EXERCISE TEXT ->
====
Quantifying Charge Extraction and Recombination Using the Rise and Decay of the Transient Photovoltage of Perovskite Solar Cells

TL;DR

This paper introduces a new analytical method to quantify charge extraction and recombination dynamics in perovskite solar cells by analyzing transient photovoltage rise and decay times, linking these processes to efficiency losses.

Contribution

It presents a novel approach combining rise and decay times of transient photovoltage with a linearized differential equation model to extract recombination and extraction rates.

Findings

Determined carrier recombination and extraction rates as functions of bias voltage.

Linked the ratio of these rates to efficiency losses in perovskite solar cells.

Provided an analytical solution for transient photovoltage dynamics.

Abstract

The extraction of photogenerated charge carriers and the generation of a photovoltage belong to the fundamental functionalities of any solar cell. These processes happen not instantaneously but rather come with finite time constants, e.g., a time constant related to the rise of the externally measured open circuit voltage following a short light pulse. The present paper provides a new method to analyze transient photovoltage measurements at different bias light intensities combining rise and decay times of the photovoltage. The approach uses a linearized version of a system of two coupled differential equations that is solved analytically be determining the eigenvalues of a 2 x 2 matrix. By comparison between the eigenvalues and the measured rise and decay times during a transient photovoltage measurement, we determine the rates of carrier recombination and extraction as a function of bias voltage and establish a simple link between their ratio and the efficiency losses in the perovskite solar cell.
====
DATASET SECTION ->

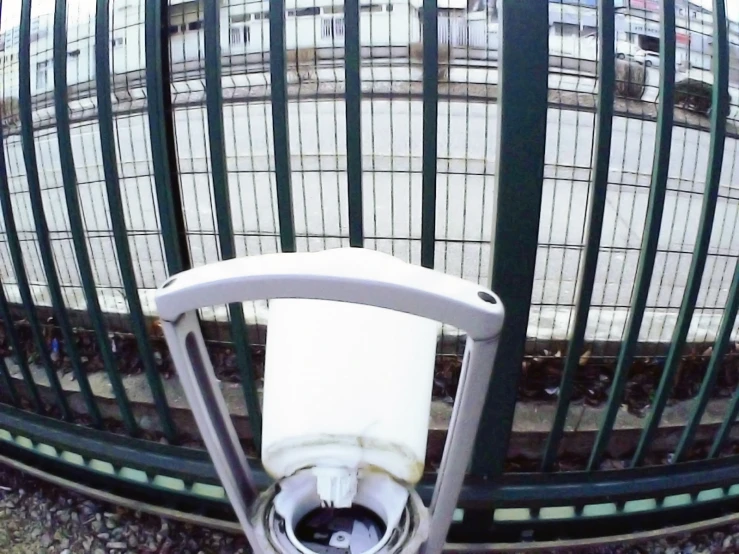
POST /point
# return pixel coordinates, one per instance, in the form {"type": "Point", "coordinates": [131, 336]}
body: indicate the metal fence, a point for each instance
====
GOAL OF THE EXERCISE ->
Answer these questions about the transient photovoltage text above:
1. Under "Findings," carrier recombination and extraction rates were determined as functions of what?
2. In the Abstract, what size is the matrix whose eigenvalues are determined?
3. Under "Contribution," which two times of the transient photovoltage are combined with the linearized differential equation model?

ANSWER BOX ->
1. Bias voltage.
2. 2 x 2.
3. The rise and decay times.